> [REQUIREMENT] All that is needed is the line containing "# each point" together with each line after it, transcribed exactly to the end of the records.

Point localization data:

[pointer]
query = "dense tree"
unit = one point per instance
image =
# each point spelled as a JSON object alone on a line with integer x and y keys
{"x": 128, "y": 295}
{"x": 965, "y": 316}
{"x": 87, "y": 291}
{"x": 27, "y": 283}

> [EXERCISE RESULT]
# each point spelled as a JSON object alone on a line with integer x and y keys
{"x": 128, "y": 295}
{"x": 965, "y": 316}
{"x": 87, "y": 291}
{"x": 27, "y": 283}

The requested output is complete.